Task brief – Pick out each line in the items that contains the string "paint" and copy it. Case counts.

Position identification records

## Begin

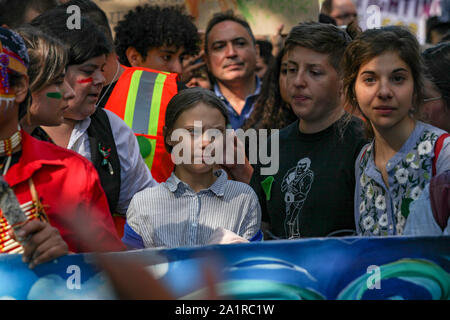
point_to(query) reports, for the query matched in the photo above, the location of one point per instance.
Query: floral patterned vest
(380, 209)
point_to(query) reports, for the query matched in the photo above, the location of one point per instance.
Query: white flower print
(380, 202)
(410, 157)
(362, 207)
(368, 222)
(424, 147)
(402, 175)
(383, 221)
(415, 193)
(370, 192)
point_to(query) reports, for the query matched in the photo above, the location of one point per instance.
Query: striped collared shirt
(173, 215)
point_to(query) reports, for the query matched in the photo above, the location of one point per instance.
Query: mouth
(300, 98)
(385, 110)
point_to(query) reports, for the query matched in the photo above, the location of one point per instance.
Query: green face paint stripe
(149, 160)
(156, 104)
(267, 186)
(54, 95)
(131, 98)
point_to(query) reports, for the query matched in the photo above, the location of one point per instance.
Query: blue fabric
(238, 120)
(131, 239)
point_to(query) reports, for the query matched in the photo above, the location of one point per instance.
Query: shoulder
(115, 120)
(50, 151)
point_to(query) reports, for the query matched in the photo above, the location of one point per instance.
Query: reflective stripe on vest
(140, 98)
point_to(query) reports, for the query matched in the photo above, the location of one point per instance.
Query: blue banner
(324, 268)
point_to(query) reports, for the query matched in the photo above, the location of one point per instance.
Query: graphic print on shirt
(296, 185)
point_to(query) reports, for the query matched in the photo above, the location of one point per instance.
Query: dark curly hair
(148, 27)
(270, 111)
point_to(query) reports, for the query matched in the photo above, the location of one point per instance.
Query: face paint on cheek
(54, 95)
(87, 80)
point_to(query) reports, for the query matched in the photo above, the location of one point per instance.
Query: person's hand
(190, 66)
(237, 170)
(41, 242)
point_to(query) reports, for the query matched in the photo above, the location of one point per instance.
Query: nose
(68, 91)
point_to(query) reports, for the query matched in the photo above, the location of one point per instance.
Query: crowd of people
(89, 122)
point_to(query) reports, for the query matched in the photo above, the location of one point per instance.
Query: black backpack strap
(104, 156)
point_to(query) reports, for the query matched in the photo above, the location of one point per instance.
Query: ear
(21, 89)
(134, 57)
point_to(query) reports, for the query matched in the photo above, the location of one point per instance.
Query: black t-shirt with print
(312, 193)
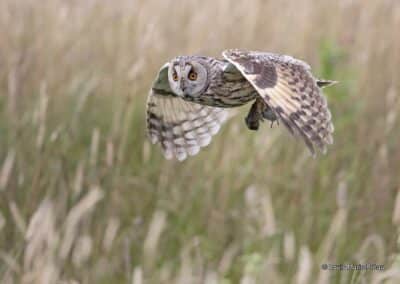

## End

The solution –
Query: green face paint stripe
Query: face paint on cheek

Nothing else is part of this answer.